Data shown START

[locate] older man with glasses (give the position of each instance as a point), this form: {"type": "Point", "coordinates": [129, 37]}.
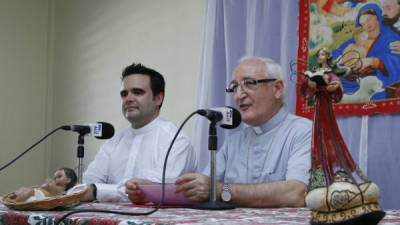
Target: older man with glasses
{"type": "Point", "coordinates": [266, 164]}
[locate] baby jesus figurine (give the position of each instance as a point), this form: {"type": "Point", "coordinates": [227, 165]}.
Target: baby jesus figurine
{"type": "Point", "coordinates": [63, 179]}
{"type": "Point", "coordinates": [338, 191]}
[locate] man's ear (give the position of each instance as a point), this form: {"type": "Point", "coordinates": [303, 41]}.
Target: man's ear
{"type": "Point", "coordinates": [159, 98]}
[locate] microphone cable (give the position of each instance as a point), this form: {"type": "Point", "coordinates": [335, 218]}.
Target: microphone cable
{"type": "Point", "coordinates": [20, 155]}
{"type": "Point", "coordinates": [58, 221]}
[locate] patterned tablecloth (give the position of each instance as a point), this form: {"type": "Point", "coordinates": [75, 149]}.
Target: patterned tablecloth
{"type": "Point", "coordinates": [168, 216]}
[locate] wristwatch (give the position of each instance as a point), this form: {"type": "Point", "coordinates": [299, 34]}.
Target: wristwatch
{"type": "Point", "coordinates": [226, 192]}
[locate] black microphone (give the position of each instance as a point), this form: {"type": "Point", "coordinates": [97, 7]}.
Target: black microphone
{"type": "Point", "coordinates": [100, 130]}
{"type": "Point", "coordinates": [227, 117]}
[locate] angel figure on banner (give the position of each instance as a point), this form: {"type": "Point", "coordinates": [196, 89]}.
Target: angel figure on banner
{"type": "Point", "coordinates": [338, 191]}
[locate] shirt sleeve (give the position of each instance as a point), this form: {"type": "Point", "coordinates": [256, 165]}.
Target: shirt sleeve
{"type": "Point", "coordinates": [299, 160]}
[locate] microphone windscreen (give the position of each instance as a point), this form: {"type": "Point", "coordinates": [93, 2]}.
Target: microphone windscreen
{"type": "Point", "coordinates": [107, 131]}
{"type": "Point", "coordinates": [236, 119]}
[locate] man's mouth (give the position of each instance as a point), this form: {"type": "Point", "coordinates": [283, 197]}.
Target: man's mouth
{"type": "Point", "coordinates": [244, 107]}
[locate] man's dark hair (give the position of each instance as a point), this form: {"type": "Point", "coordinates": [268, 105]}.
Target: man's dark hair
{"type": "Point", "coordinates": [157, 82]}
{"type": "Point", "coordinates": [70, 173]}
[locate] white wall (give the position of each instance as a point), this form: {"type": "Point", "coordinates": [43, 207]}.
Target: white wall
{"type": "Point", "coordinates": [95, 39]}
{"type": "Point", "coordinates": [73, 76]}
{"type": "Point", "coordinates": [23, 90]}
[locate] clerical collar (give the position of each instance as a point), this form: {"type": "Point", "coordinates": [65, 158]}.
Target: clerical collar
{"type": "Point", "coordinates": [148, 127]}
{"type": "Point", "coordinates": [272, 123]}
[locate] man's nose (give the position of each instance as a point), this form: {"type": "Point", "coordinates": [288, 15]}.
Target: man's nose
{"type": "Point", "coordinates": [129, 97]}
{"type": "Point", "coordinates": [240, 92]}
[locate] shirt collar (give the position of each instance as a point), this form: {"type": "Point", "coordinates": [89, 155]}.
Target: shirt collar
{"type": "Point", "coordinates": [273, 122]}
{"type": "Point", "coordinates": [148, 127]}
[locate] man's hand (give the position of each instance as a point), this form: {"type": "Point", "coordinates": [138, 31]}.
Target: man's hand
{"type": "Point", "coordinates": [195, 186]}
{"type": "Point", "coordinates": [134, 193]}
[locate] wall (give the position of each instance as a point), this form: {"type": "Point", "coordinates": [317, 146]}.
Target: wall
{"type": "Point", "coordinates": [61, 62]}
{"type": "Point", "coordinates": [94, 40]}
{"type": "Point", "coordinates": [23, 90]}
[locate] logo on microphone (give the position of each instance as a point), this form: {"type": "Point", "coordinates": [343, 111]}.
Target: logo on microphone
{"type": "Point", "coordinates": [228, 117]}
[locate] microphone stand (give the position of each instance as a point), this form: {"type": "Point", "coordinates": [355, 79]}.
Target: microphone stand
{"type": "Point", "coordinates": [80, 154]}
{"type": "Point", "coordinates": [213, 204]}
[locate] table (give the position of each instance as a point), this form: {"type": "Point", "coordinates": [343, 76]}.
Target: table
{"type": "Point", "coordinates": [169, 216]}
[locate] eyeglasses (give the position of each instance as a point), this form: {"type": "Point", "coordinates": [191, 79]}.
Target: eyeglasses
{"type": "Point", "coordinates": [247, 84]}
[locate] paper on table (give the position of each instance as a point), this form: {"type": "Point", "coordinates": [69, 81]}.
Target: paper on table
{"type": "Point", "coordinates": [153, 194]}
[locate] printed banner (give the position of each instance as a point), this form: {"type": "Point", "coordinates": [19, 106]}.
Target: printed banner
{"type": "Point", "coordinates": [362, 35]}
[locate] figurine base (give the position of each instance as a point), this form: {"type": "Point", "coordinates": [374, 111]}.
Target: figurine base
{"type": "Point", "coordinates": [367, 215]}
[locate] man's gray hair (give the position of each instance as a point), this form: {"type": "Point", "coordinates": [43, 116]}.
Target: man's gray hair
{"type": "Point", "coordinates": [272, 70]}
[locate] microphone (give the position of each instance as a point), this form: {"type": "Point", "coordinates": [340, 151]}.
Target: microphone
{"type": "Point", "coordinates": [100, 130]}
{"type": "Point", "coordinates": [227, 117]}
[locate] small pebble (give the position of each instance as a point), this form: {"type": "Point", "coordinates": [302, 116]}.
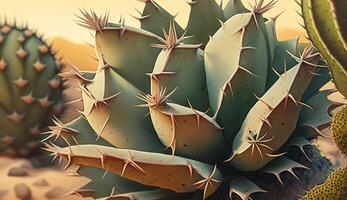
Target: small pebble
{"type": "Point", "coordinates": [17, 171]}
{"type": "Point", "coordinates": [22, 192]}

Data shown END

Exercise directions:
Only the text of the records is to be reproduced exactly; skip the pictures.

Reply:
[locate] older man with glasses (give the position of each instance as a point), this form: {"type": "Point", "coordinates": [129, 37]}.
Target: older man with glasses
{"type": "Point", "coordinates": [266, 164]}
[locate] baby jesus figurine (give the position of each instance as a point), this form: {"type": "Point", "coordinates": [227, 165]}.
Target: baby jesus figurine
{"type": "Point", "coordinates": [63, 179]}
{"type": "Point", "coordinates": [338, 191]}
[locate] man's ear (give the position of each instance as a point), this form: {"type": "Point", "coordinates": [303, 41]}.
Target: man's ear
{"type": "Point", "coordinates": [159, 98]}
[locate] microphone cable (give the position of each instance as a point), this form: {"type": "Point", "coordinates": [335, 218]}.
Target: microphone cable
{"type": "Point", "coordinates": [20, 155]}
{"type": "Point", "coordinates": [58, 221]}
[locate] patterned tablecloth (give the position of each instance as a point), this form: {"type": "Point", "coordinates": [75, 149]}.
Target: patterned tablecloth
{"type": "Point", "coordinates": [168, 216]}
[locate] wristwatch (give the position of each instance as a point), this form: {"type": "Point", "coordinates": [299, 34]}.
Target: wristwatch
{"type": "Point", "coordinates": [226, 192]}
[locate] black microphone (give the position of each instance as a point), this form: {"type": "Point", "coordinates": [97, 7]}.
Target: black microphone
{"type": "Point", "coordinates": [100, 130]}
{"type": "Point", "coordinates": [227, 117]}
[locate] angel figure on banner (give the position of each instance as a point), this form: {"type": "Point", "coordinates": [196, 89]}.
Target: angel figure on banner
{"type": "Point", "coordinates": [338, 191]}
[locate] shirt sleeve (give the position of each instance as a point), this form: {"type": "Point", "coordinates": [256, 165]}.
Target: shirt sleeve
{"type": "Point", "coordinates": [299, 160]}
[locate] microphone windscreen (give the position of each instance as a point), this form: {"type": "Point", "coordinates": [93, 2]}.
Target: microphone windscreen
{"type": "Point", "coordinates": [107, 131]}
{"type": "Point", "coordinates": [236, 119]}
[locate] man's mouth (give the position of each instance as a point), this form: {"type": "Point", "coordinates": [283, 197]}.
Target: man's mouth
{"type": "Point", "coordinates": [244, 107]}
[locate] man's dark hair (give the position of each instance as a point), this form: {"type": "Point", "coordinates": [268, 105]}.
Target: man's dark hair
{"type": "Point", "coordinates": [157, 82]}
{"type": "Point", "coordinates": [70, 173]}
[locate] white wall (give the position of each instance as a point), this form: {"type": "Point", "coordinates": [43, 207]}.
Target: white wall
{"type": "Point", "coordinates": [95, 39]}
{"type": "Point", "coordinates": [73, 76]}
{"type": "Point", "coordinates": [23, 90]}
[locate] clerical collar (give the position of each instance as a point), this form: {"type": "Point", "coordinates": [65, 158]}.
Target: clerical collar
{"type": "Point", "coordinates": [148, 127]}
{"type": "Point", "coordinates": [272, 123]}
[locate] man's nose (give the position of each instance as a point), this form: {"type": "Point", "coordinates": [288, 15]}.
Target: man's nose
{"type": "Point", "coordinates": [129, 97]}
{"type": "Point", "coordinates": [240, 92]}
[locate] shirt collar (give the position of each instance as a point), this form: {"type": "Point", "coordinates": [89, 155]}.
Target: shirt collar
{"type": "Point", "coordinates": [273, 122]}
{"type": "Point", "coordinates": [148, 127]}
[locate] man's hand (give the position of each instance as a point), this form: {"type": "Point", "coordinates": [138, 31]}.
Target: man's hand
{"type": "Point", "coordinates": [195, 186]}
{"type": "Point", "coordinates": [134, 193]}
[locate] wall (give the position of each instance as a point), this form: {"type": "Point", "coordinates": [317, 146]}.
Target: wall
{"type": "Point", "coordinates": [61, 62]}
{"type": "Point", "coordinates": [94, 40]}
{"type": "Point", "coordinates": [23, 90]}
[locate] logo on microphone (give the position of each instance as a point), this form: {"type": "Point", "coordinates": [343, 111]}.
Target: logo on microphone
{"type": "Point", "coordinates": [228, 117]}
[locate] microphone stand (give the position of each instance as a point), this form: {"type": "Point", "coordinates": [355, 79]}.
Target: microphone stand
{"type": "Point", "coordinates": [80, 154]}
{"type": "Point", "coordinates": [213, 204]}
[locate] table (give the position of each instance as a point), this form: {"type": "Point", "coordinates": [343, 76]}.
Target: table
{"type": "Point", "coordinates": [169, 216]}
[locate] eyeglasses (give the position of each instance as a point), this form: {"type": "Point", "coordinates": [191, 79]}.
Target: eyeglasses
{"type": "Point", "coordinates": [247, 84]}
[locate] paper on table (give the position of each instance as a point), this form: {"type": "Point", "coordinates": [69, 81]}.
Target: paper on table
{"type": "Point", "coordinates": [153, 194]}
[locate] printed banner (give the position of each instance as a point), this form: {"type": "Point", "coordinates": [19, 106]}.
Target: printed banner
{"type": "Point", "coordinates": [362, 35]}
[locate] figurine base (give the position of each instance as a point), this form: {"type": "Point", "coordinates": [374, 111]}.
Target: figurine base
{"type": "Point", "coordinates": [367, 215]}
[locate] man's gray hair (give the position of each instance as a point), this form: {"type": "Point", "coordinates": [43, 116]}.
Target: man's gray hair
{"type": "Point", "coordinates": [272, 70]}
[locate] microphone (give the position of each instance as a point), this form: {"type": "Point", "coordinates": [340, 151]}.
Target: microphone
{"type": "Point", "coordinates": [100, 130]}
{"type": "Point", "coordinates": [227, 117]}
[locate] small pebble (give the position of each instance as a point), this form: {"type": "Point", "coordinates": [302, 116]}.
Target: small pebble
{"type": "Point", "coordinates": [17, 171]}
{"type": "Point", "coordinates": [22, 192]}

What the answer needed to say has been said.